**Reading passage**

How Companies Recruit People with Disabilities

By , April 25, 2012

A wise Chief Diversity Officer once said that when it comes to recruiting and hiring qualified people with disabilities, “intention isn’t sufficient.” There are abundant ways in which companies can show genuine resourcefulness in employing more people with disabilities. Tried-and-true practices include targeted recruiting outreach, holding senior management accountable, and clearly communicating a company’s commitment to a diverse workforce on corporate websites.

The Society of Human Resource Management, in collaboration with the Cornell University Institute of Labor Relations School’s Employment and Disability Institute, recently released the results of a survey of 662 Human Resource professionals and SHRM members about their organizational practices and policies related to recruiting and hiring people with disabilities.

SHRM asked its members to reveal the ways in which they strive to integrate more people with disabilities into their workforce. The survey also separates the results by type of company – public or privately held – and sector.

Highlights: Overall, nearly two-thirds (61%) of organizations say their corporate Diversity & Inclusion plans include explicit language about people with disabilities. Also, 59% of companies require subcontractors and suppliers to adhere to disability nondiscrimination requirements, and 58% train HR staff and supervisors on effectively interviewing people with disabilities.

HR professionals report that they believe one of a company’s most effective tools for hiring workers with disabilities is a well-trained HR staff. Training that addresses how to interview people with disabilities, including information related to the Americans with Disabilities Act such as not directly inquiring about a person’s disability during an interview, which violates the law, but also training and resources that help cover gray areas such as whether a hiring manager can question a candidate’s ability to perform a job. (Legally, a hiring manager may ask a candidate how he or she might perform the job at hand, but cannot specifically relate this question to a disability. The candidate, if he or she chooses, may raise the idea of an accommodation.)

The survey also shows that larger publicly owned organizations, like Fortune 500s, are more likely to have polices and practices in place for recruiting and hiring people with disabilities compared with smaller organizations, which are more likely to be privately held. (See A Closer Look at Fortune’s Best Companies to Work For.) For example, nearly 60% of publicly owned for-profit organizations say they “actively recruit” people with disabilities, while only 41% of privately owned companies say they do the same.

**Data shown**
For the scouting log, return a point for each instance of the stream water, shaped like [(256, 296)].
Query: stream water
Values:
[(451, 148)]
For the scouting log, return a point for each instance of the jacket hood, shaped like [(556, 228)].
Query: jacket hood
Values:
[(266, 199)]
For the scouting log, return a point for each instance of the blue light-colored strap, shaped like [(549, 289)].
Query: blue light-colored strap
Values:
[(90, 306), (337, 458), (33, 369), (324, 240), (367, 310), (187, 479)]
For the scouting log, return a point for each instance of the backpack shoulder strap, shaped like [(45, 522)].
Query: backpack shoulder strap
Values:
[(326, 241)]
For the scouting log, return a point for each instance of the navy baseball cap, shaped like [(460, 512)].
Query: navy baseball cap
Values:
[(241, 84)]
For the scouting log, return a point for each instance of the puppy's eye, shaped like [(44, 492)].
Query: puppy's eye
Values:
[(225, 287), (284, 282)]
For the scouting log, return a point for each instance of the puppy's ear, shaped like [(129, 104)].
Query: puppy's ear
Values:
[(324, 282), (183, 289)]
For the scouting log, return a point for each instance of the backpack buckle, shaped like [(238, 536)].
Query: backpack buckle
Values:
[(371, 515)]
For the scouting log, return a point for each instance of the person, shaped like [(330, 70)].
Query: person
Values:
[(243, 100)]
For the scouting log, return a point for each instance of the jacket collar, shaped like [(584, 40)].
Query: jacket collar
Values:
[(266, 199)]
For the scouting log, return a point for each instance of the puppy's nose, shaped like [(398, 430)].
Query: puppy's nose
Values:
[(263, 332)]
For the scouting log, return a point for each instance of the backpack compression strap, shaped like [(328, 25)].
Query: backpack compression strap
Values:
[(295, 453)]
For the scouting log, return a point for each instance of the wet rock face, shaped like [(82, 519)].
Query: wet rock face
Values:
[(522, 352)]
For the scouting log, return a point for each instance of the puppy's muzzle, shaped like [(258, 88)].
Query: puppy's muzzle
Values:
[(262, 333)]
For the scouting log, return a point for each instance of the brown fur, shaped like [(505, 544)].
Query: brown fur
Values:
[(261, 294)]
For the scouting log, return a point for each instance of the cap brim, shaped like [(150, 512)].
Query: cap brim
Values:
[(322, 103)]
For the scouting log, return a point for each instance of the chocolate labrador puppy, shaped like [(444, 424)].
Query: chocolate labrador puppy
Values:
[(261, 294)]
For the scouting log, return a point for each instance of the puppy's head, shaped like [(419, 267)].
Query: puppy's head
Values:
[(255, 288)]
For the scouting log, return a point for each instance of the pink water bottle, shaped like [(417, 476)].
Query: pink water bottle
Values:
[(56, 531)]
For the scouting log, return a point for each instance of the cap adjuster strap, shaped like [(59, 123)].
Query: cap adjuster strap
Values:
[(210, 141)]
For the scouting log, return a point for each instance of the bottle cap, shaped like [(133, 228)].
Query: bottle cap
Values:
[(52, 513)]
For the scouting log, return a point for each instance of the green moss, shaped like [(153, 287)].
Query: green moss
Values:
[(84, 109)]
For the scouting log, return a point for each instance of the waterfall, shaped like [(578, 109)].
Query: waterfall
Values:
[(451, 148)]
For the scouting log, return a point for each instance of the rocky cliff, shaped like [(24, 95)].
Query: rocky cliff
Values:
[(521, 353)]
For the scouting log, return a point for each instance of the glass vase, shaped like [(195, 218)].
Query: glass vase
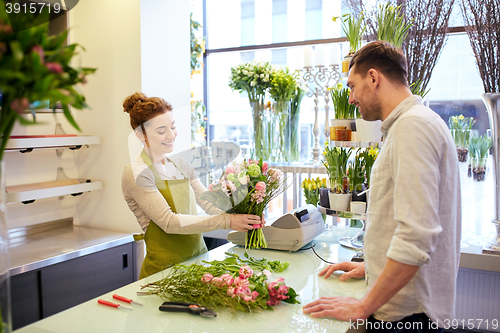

**Work instructions**
1. According to the article on recruiting people with disabilities, what percentage of companies train HR staff and supervisors on effectively interviewing people with disabilities?
2. Translate this sentence from the article on recruiting people with disabilities into Spanish: "SHRM asked its members to reveal the ways in which they strive to integrate more people with disabilities into their workforce."
3. Summarize the article on recruiting people with disabilities in two sentences.
The lines are separate material with no connection to the article.

**Exercise solutions**
1. 58% of companies.

2. La SHRM pidió a sus miembros que revelaran las formas en que se esfuerzan por integrar a más personas con discapacidad en su plantilla.

3. The Society of Human Resource Management and Cornell University's Employment and Disability Institute surveyed 662 HR professionals about their practices for recruiting and hiring people with disabilities. The survey found that 61% of organizations include explicit language about people with disabilities in their Diversity & Inclusion plans, that HR professionals see a well-trained HR staff as one of the most effective hiring tools, and that larger publicly owned organizations are more likely than smaller, privately held ones to have such policies in place.